# EXERCISES
• a. Can you reproduce part of the fiscal 2009 second-quarter earnings passage word for word, beginning at the words "Total revenue for" and stopping after "revenue in the prior year's second quarter."?
• b. How would the fiscal 2009 second-quarter earnings passage go on? Write the next part, picking up after its final sentence.

# TEXT SECTION

+ + +

Total revenue for the second quarter of fiscal 2009 was $287 million, up from $260 million in the prior year's second quarter. Margin for the quarter was 5.6% of revenue compared to 13.4% of revenue in the prior comparable period. EBITDA was $9.4 million or 3.3% of revenue for the quarter, compared to $23.6 million or 9.1% of revenue in the prior year's second quarter.

Net loss for the second quarter of fiscal 2009 was $6.9 million, or $.41 per diluted share, compared to net earnings of $1.4 million, or $.09 per diluted share, in the prior year's second quarter. During the quarter, the Company delivered 360 railcar units to a major North American railroad for which it has guaranteed the purchaser minimum earnings through December 31, 2011, for which the maximum potential obligation is $9.9 million. The $9.9 million obligation is considered a reduction in revenue and recorded as deferred revenue. The purchaser has agreed to utilize the railcars on a preferential basis, and the Company is entitled to remarket the railcars when they are not being utilized by the purchaser during the obligation period. Any earnings generated from the railcars will offset the obligation and be recognized as revenue and margin in future periods. The Company believes its actual obligation will be less than $9.9 million.

+ + +

# MATERIAL
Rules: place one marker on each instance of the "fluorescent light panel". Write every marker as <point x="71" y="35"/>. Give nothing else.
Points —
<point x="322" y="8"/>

+ + +

# ANSWERS TO THE EXERCISES
• a.
Total revenue for the second quarter of fiscal 2009 was $287 million, up from $260 million in the prior year's second quarter. Margin for the quarter was 5.6% of revenue compared to 13.4% of revenue in the prior comparable period. EBITDA was $9.4 million or 3.3% of revenue for the quarter, compared to $23.6 million or 9.1% of revenue in the prior year's second quarter.

• b.
William A. Furman, president and chief executive officer, said, "Our markets remain extremely challenging in light of the ongoing global economic downturn. Year-to-date rail loadings in North America are down 16.3%, and it is estimated that about 20% - 25% of North American railcar fleet is currently idle, as manufacturers worldwide drastically reduce or halt production. The less cyclical parts of our business, including Refurbishment & Parts, Leasing & Services, and Marine manufacturing, along with our European operations, remain more resilient and help to offset the impact of the downturn and its effect on our North American railcar manufacturing business. Nevertheless, we continue to manage our business prudently by scaling our operations and cost structure to match the current environment. By aggressively controlling costs, scaling our overall operations and reducing working capital levels, we were able to generate positive operating cash flow and pay down net debt by $70 million during the quarter. As we continue to manage the Company for cash, we anticipate this trend will continue in the quarters ahead."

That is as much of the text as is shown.